Dataset content:
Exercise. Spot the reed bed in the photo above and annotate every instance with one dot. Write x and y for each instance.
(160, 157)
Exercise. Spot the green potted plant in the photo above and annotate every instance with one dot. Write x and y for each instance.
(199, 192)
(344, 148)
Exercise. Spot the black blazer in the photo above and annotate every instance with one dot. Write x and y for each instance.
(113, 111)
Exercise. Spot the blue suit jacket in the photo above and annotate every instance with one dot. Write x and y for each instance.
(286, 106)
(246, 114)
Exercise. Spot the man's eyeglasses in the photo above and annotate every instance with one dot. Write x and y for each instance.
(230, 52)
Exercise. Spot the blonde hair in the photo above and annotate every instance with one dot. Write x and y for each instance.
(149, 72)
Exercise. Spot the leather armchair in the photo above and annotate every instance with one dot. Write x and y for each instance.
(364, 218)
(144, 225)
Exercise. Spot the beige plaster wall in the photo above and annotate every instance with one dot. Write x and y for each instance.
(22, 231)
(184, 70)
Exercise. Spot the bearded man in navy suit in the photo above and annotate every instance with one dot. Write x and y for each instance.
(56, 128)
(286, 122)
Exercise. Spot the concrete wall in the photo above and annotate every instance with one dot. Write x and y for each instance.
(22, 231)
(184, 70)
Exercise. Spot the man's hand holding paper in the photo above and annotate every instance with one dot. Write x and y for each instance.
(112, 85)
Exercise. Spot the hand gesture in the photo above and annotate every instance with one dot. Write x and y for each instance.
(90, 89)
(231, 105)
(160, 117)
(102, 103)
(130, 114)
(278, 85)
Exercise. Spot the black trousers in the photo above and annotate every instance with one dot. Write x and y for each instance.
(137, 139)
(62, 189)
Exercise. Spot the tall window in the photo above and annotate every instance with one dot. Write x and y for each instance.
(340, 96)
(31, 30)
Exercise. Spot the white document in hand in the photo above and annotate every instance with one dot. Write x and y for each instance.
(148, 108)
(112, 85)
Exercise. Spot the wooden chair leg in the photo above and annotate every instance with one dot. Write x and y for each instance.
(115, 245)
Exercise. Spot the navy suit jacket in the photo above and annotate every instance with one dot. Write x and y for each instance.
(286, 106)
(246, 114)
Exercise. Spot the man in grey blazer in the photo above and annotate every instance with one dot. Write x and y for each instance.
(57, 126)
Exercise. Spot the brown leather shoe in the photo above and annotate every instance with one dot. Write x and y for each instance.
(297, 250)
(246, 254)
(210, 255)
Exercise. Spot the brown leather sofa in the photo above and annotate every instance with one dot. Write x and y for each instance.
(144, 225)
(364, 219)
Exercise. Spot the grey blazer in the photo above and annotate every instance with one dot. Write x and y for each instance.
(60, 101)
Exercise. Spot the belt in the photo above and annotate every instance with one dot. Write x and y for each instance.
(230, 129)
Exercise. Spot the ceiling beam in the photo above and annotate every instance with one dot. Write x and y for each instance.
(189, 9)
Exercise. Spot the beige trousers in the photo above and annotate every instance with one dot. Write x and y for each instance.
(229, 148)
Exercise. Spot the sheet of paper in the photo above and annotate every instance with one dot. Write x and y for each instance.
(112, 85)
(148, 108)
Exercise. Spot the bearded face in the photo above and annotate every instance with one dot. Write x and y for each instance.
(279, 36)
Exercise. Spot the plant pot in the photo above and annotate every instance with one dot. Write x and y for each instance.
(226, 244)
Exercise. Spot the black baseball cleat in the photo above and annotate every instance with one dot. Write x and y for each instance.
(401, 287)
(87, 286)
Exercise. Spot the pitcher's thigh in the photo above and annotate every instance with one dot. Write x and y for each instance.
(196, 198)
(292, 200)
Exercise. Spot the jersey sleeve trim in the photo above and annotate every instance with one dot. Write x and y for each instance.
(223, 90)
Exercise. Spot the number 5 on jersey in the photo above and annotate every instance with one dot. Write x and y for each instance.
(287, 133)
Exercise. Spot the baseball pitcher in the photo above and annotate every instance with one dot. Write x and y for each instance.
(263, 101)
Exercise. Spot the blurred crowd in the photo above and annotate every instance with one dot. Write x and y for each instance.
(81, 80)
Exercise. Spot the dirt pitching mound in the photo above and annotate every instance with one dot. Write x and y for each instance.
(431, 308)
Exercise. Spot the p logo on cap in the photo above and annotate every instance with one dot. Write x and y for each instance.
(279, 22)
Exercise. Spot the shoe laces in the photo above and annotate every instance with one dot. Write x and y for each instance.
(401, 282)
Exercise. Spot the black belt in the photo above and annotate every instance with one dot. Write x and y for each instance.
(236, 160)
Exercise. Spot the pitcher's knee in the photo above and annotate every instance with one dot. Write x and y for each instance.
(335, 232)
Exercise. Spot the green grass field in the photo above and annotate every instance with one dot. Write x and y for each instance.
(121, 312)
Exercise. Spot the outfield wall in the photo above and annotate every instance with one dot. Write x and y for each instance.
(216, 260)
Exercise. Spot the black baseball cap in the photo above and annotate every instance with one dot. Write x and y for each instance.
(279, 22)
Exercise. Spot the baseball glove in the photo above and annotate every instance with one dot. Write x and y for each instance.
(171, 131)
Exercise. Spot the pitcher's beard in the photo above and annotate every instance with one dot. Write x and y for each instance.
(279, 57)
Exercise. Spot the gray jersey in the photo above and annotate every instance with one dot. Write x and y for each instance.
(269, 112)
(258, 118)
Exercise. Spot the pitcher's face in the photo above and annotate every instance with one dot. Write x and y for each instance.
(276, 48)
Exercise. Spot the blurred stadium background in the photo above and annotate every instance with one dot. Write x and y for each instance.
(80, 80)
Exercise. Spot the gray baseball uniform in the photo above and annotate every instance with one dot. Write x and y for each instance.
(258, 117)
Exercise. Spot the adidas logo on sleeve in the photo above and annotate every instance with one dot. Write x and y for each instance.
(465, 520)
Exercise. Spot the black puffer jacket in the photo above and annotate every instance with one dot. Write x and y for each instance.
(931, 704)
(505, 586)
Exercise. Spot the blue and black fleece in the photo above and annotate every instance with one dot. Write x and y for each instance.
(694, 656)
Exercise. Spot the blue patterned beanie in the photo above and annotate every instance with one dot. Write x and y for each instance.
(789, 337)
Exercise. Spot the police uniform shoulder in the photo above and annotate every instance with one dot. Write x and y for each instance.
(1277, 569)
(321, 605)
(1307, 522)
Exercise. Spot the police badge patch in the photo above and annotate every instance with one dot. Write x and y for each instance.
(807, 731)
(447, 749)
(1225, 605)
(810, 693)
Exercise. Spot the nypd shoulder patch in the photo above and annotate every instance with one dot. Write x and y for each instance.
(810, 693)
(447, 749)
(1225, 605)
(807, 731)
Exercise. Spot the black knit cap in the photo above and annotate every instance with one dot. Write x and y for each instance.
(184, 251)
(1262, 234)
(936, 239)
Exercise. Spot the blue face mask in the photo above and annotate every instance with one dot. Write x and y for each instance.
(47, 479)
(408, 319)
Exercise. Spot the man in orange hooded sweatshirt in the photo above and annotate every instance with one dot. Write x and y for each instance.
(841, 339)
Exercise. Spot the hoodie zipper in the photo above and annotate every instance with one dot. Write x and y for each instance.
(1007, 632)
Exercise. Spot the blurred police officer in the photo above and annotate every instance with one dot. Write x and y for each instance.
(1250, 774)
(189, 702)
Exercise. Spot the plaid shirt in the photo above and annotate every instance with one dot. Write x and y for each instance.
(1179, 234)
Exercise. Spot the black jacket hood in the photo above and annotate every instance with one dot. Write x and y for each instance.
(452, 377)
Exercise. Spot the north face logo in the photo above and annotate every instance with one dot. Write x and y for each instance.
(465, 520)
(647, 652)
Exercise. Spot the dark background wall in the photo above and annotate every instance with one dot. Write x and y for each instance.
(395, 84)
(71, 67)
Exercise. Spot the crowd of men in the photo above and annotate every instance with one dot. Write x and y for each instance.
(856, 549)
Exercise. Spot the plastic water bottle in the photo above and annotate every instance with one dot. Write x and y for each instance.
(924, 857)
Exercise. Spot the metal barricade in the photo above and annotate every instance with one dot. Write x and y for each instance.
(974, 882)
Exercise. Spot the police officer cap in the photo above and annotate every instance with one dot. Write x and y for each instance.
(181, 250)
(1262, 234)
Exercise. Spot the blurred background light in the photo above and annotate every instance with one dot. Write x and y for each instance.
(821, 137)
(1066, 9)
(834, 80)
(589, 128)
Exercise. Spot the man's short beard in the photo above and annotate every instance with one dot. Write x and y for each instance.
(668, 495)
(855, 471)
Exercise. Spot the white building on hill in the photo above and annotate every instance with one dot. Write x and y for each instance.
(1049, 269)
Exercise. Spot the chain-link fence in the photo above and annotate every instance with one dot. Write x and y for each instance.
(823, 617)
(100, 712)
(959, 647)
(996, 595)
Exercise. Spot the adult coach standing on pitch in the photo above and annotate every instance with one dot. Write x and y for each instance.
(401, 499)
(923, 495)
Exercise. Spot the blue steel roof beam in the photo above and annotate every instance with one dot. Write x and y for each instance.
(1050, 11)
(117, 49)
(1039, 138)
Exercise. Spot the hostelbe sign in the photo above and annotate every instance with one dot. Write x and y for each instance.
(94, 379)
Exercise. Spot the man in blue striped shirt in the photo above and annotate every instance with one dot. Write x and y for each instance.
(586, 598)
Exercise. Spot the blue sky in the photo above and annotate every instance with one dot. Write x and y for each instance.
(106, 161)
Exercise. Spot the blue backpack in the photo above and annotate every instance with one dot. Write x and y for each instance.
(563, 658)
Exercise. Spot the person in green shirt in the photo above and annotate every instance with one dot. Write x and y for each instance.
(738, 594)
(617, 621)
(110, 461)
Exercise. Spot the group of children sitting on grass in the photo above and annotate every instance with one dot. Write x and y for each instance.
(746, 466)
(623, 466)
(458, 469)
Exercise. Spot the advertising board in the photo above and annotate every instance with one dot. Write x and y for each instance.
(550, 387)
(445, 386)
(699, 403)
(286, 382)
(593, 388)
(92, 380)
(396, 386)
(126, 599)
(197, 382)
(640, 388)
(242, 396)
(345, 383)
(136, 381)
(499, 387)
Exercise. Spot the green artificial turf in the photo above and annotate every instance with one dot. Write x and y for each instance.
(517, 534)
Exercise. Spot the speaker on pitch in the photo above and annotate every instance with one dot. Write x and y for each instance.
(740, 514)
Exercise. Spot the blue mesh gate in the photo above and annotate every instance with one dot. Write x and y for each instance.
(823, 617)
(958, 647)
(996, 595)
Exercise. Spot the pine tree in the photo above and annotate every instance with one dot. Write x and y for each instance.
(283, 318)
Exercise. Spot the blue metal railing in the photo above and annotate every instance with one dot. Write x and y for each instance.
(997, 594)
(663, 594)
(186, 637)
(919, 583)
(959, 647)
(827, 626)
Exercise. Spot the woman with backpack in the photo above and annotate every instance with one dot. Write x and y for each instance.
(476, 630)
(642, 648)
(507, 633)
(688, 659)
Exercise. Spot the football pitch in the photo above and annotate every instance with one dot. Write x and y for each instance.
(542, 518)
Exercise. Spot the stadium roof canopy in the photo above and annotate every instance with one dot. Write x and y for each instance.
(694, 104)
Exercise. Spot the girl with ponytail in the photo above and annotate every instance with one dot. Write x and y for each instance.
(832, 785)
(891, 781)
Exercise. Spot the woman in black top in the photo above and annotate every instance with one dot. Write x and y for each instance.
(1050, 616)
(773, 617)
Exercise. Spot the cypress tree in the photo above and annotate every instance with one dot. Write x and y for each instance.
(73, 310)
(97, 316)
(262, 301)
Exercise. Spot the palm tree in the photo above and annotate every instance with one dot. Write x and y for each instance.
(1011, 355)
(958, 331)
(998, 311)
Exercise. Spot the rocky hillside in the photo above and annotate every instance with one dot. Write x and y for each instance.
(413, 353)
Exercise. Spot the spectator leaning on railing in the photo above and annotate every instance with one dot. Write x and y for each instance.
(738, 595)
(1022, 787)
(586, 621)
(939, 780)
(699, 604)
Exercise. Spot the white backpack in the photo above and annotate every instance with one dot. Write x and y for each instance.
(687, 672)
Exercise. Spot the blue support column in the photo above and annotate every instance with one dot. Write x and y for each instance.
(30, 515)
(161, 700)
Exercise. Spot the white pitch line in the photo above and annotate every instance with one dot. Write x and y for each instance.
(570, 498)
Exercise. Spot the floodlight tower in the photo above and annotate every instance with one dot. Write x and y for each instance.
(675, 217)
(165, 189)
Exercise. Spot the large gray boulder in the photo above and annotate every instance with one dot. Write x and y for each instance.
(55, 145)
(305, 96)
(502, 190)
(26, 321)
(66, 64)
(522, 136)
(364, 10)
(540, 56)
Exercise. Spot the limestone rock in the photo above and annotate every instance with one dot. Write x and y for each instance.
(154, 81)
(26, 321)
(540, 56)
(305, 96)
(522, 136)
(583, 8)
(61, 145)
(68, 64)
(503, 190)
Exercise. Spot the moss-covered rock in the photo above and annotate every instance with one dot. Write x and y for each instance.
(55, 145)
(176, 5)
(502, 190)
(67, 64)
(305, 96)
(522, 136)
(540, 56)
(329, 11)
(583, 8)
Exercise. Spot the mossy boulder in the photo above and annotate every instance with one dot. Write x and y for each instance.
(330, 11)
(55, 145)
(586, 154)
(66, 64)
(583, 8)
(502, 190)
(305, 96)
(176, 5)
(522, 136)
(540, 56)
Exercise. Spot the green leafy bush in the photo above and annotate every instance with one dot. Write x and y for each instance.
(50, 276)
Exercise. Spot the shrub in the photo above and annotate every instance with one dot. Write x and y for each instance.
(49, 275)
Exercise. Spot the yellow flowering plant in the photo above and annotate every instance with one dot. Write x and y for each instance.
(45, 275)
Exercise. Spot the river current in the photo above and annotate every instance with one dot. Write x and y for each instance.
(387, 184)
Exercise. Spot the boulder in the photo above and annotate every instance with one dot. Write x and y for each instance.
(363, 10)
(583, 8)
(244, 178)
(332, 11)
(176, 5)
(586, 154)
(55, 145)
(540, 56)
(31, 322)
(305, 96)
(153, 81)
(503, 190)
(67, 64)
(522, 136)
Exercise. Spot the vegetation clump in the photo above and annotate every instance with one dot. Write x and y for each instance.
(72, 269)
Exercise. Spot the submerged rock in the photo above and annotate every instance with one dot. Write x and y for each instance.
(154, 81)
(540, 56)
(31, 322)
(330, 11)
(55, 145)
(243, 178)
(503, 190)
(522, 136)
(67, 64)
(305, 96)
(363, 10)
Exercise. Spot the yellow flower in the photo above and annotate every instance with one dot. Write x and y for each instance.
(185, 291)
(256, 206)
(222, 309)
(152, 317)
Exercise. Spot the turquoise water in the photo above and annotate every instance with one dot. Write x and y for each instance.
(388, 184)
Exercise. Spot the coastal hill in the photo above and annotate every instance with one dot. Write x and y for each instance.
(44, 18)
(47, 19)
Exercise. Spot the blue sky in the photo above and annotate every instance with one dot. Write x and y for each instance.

Instructions to follow:
Take the line with "Exercise. Spot the vegetation" and all lines after it through the end of the records, and write them out exactly; include nothing else.

Solution to this problem:
Exercise. Spot the vegetation clump in the photo above and annotate every instance with one dot. Write x and y for each instance.
(72, 269)
Exercise. Spot the submerged rock in the photo above and annotate every instance with one dot. Write x and y for each instance.
(154, 81)
(540, 56)
(31, 322)
(330, 11)
(55, 145)
(243, 178)
(503, 190)
(522, 136)
(67, 64)
(305, 96)
(363, 10)
Exercise. Spot the yellow flower in the photo above and annotate every instance with one dot. Write x and y for each instance.
(185, 291)
(256, 206)
(222, 309)
(152, 317)
Exercise. Spot the turquoise water in the photo above and annotate every instance with one dot. Write x and y for each instance.
(388, 184)
Exercise. Spot the coastal hill in the photo above and annotate every instance with one dot. Write x and y for each instance.
(44, 18)
(47, 19)
Exercise. Spot the blue sky in the photo above and annotate every instance with one dot. Write x and y for each instance.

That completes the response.